QC Plots (Bottom Left Panel)

  1. PCA plot: A Principal Component Analysis(PCA) is a technique used to emphasize variation and bring out strong patterns in a dataset. PC1, which is a linear combination of all features, shown on the x axis, explains the most variation of the data, and followed by the rest of PCs. In brief, the more similar 2 samples are, the closer they cluster together. For further information, here are a few links, which explains the principals of PCAs: Info and Basic introduction

    After plotting PCA with our sample data, samples are presented in the scatter plot below. As you can observed, CCND1 and control samples are separated by PC1 but one particular control seems to be quite different from others.

PCA

  1. Sample Correlation Plot: A correlation matrix is plotted as a heatmap to visualize the Pearson correlation coefficients between the different samples.

sample_correlation

  1. Sample CVs Plots: A plot representing distribution of protein level coefficient of variation for each condition. Each plot also contains a vertical line representing median CVs percentage within that condition.

cv_plot

  1. Feature Numbers: A bar-plot representing number of proteins identified and quantified in each TMT plex.

proteins

  1. Missing values- Heatmap: To explore the pattern of missing values in the data, a heatmap is plotted indicating whether values are missing (0) or not (1). Only proteins with at least one missing value are visualized.

missing_heatmap

Enrichment Analysis (Bottom Right Panel)

FragPipe-Analyst provides enrichment analysis for both Gene Ontology(GO) and pathways.

Collected data entries:

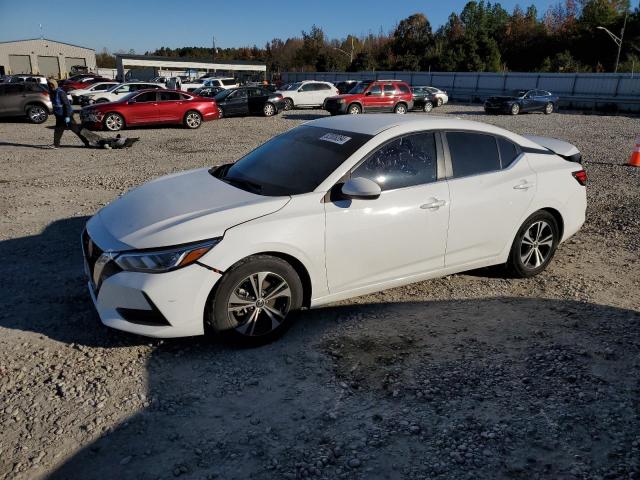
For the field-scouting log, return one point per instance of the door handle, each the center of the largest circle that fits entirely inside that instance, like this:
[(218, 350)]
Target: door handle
[(433, 205), (524, 185)]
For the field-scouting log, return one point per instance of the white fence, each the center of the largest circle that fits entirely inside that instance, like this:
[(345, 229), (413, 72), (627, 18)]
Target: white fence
[(609, 91)]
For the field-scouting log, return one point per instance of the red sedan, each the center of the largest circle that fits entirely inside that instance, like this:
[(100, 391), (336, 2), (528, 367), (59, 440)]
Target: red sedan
[(146, 107)]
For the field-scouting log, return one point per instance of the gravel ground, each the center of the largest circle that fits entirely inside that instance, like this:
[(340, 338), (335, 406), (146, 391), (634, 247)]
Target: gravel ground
[(472, 376)]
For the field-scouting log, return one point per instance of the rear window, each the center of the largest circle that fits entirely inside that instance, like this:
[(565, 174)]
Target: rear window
[(295, 162)]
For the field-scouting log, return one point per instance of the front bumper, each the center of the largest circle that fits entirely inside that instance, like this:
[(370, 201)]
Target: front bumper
[(163, 305)]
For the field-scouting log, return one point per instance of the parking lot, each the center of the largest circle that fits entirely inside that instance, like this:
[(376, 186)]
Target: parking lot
[(469, 376)]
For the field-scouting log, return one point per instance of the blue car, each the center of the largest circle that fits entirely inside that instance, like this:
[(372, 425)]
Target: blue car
[(522, 101)]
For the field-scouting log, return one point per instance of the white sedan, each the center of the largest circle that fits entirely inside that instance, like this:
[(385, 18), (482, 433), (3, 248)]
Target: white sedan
[(332, 209)]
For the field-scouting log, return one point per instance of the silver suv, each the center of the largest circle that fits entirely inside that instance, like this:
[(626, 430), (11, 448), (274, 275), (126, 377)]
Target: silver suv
[(25, 99)]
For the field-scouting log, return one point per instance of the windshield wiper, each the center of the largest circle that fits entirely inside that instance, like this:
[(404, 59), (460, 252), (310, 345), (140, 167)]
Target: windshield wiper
[(243, 184)]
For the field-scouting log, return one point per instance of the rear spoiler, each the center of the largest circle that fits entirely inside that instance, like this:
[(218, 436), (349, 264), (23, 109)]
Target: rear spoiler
[(559, 147)]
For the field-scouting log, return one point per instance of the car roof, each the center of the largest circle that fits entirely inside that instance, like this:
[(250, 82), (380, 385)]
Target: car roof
[(376, 124)]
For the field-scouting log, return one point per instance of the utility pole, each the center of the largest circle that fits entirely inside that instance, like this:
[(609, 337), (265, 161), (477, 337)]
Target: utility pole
[(617, 40)]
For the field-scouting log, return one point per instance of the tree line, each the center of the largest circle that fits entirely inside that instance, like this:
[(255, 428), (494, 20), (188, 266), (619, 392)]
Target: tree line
[(483, 37)]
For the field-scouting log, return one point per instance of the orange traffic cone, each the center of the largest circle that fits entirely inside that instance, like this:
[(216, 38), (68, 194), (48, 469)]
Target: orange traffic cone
[(634, 160)]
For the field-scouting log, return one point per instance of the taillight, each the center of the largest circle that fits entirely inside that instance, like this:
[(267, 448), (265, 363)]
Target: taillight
[(581, 177)]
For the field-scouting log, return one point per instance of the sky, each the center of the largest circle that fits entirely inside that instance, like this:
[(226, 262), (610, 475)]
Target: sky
[(146, 25)]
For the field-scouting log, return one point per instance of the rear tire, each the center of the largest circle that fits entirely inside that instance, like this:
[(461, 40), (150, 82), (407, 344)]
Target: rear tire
[(534, 246), (253, 301), (37, 114), (192, 119), (113, 122)]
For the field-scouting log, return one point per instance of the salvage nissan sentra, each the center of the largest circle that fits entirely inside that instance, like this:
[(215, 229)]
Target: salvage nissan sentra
[(332, 209)]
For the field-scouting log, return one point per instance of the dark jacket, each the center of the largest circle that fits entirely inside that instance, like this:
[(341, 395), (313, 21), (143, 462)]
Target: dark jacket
[(61, 105)]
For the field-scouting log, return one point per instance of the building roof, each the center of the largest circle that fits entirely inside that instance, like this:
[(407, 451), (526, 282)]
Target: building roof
[(186, 59), (46, 40)]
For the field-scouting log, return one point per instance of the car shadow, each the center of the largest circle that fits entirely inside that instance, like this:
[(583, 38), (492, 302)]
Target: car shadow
[(303, 116), (342, 373)]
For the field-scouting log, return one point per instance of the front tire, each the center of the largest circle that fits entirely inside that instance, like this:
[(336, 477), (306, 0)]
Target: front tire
[(254, 299), (192, 120), (37, 114), (113, 122), (534, 246), (269, 110), (400, 109), (354, 109)]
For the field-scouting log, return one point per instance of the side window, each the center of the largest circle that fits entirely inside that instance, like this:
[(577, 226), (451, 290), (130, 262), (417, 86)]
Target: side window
[(375, 90), (403, 162), (472, 153), (168, 96), (508, 152), (146, 97)]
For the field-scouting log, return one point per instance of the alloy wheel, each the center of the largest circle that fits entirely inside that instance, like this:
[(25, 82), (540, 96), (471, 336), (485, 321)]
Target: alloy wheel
[(37, 114), (536, 244), (259, 303), (113, 122), (269, 110), (193, 120)]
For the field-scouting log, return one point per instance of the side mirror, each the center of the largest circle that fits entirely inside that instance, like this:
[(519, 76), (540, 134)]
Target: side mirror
[(361, 188)]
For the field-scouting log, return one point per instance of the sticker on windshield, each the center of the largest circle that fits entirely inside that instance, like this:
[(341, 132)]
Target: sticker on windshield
[(335, 138)]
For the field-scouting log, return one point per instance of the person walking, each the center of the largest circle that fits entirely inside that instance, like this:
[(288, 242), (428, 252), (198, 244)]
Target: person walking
[(63, 111)]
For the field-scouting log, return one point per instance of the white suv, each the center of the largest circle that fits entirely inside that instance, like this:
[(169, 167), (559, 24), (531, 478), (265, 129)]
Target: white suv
[(309, 93), (117, 92)]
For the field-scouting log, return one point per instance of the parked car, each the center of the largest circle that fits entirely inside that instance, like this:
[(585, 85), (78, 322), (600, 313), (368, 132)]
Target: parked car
[(345, 86), (117, 92), (74, 95), (26, 99), (332, 209), (442, 97), (208, 92), (151, 106), (522, 101), (40, 79), (308, 93), (224, 82), (373, 96), (81, 81), (249, 101), (423, 99)]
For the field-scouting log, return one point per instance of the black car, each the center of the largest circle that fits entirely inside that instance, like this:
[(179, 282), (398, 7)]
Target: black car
[(423, 99), (346, 86), (208, 92), (522, 101), (248, 101)]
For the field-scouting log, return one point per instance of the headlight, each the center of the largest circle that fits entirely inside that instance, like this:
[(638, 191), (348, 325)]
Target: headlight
[(157, 261)]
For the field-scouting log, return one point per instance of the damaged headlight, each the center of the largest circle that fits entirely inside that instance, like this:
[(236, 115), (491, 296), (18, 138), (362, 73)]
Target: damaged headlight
[(157, 261)]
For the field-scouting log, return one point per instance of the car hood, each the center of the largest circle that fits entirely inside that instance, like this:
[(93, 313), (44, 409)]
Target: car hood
[(176, 209)]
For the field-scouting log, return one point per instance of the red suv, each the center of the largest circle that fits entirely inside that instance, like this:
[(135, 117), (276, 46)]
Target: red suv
[(372, 96)]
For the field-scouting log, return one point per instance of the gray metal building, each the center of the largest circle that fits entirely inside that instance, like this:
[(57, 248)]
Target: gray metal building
[(43, 56)]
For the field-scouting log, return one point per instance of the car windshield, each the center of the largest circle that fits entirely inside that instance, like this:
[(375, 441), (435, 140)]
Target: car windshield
[(223, 94), (360, 87), (292, 163)]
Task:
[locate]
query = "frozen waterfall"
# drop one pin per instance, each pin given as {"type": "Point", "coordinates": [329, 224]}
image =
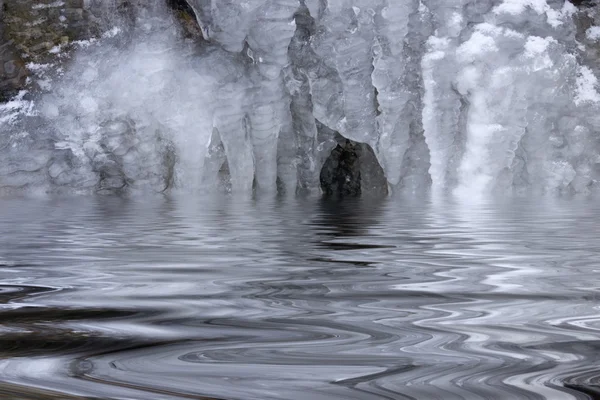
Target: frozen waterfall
{"type": "Point", "coordinates": [470, 97]}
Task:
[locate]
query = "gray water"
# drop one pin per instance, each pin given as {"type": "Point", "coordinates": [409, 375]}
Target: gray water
{"type": "Point", "coordinates": [174, 298]}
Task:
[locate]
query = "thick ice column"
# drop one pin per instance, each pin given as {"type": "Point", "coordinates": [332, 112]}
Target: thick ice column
{"type": "Point", "coordinates": [230, 121]}
{"type": "Point", "coordinates": [227, 22]}
{"type": "Point", "coordinates": [346, 45]}
{"type": "Point", "coordinates": [442, 103]}
{"type": "Point", "coordinates": [268, 41]}
{"type": "Point", "coordinates": [389, 78]}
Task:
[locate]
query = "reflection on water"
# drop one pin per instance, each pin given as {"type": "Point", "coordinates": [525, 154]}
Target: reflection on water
{"type": "Point", "coordinates": [298, 299]}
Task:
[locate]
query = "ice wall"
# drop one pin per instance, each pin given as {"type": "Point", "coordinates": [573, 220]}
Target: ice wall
{"type": "Point", "coordinates": [470, 97]}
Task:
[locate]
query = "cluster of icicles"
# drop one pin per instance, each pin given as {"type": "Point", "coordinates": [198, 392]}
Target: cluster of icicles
{"type": "Point", "coordinates": [455, 96]}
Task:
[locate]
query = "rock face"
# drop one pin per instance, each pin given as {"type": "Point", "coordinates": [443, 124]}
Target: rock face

### WHAT THIS EXERCISE ASKS
A) Do these statements agree with the QC plots text? For each, answer yes or no and quote the deciding words from the text.
(i) In the PCA plot, PC1 is shown on the x axis.
(ii) The missing-values heatmap shows every protein in the data.
(iii) Each Sample CVs plot has a vertical line marking the mean CV percentage within that condition.
B) What does the QC plots text say between "sample_correlation" and "value are visualized.", inclusive? Return that passage word for word.

### RESPONSES FOR EACH TASK
A)
(i) Yes: "PC1, which is a linear combination of all features, shown on the x axis"
(ii) No: "Only proteins with at least one missing value are visualized."
(iii) No: "a vertical line representing median CVs percentage within that condition"

B)
sample_correlation

  1. Sample CVs Plots: A plot representing distribution of protein level coefficient of variation for each condition. Each plot also contains a vertical line representing median CVs percentage within that condition.

cv_plot

  1. Feature Numbers: A bar-plot representing number of proteins identified and quantified in each TMT plex.

proteins

  1. Missing values- Heatmap: To explore the pattern of missing values in the data, a heatmap is plotted indicating whether values are missing (0) or not (1). Only proteins with at least one missing value are visualized.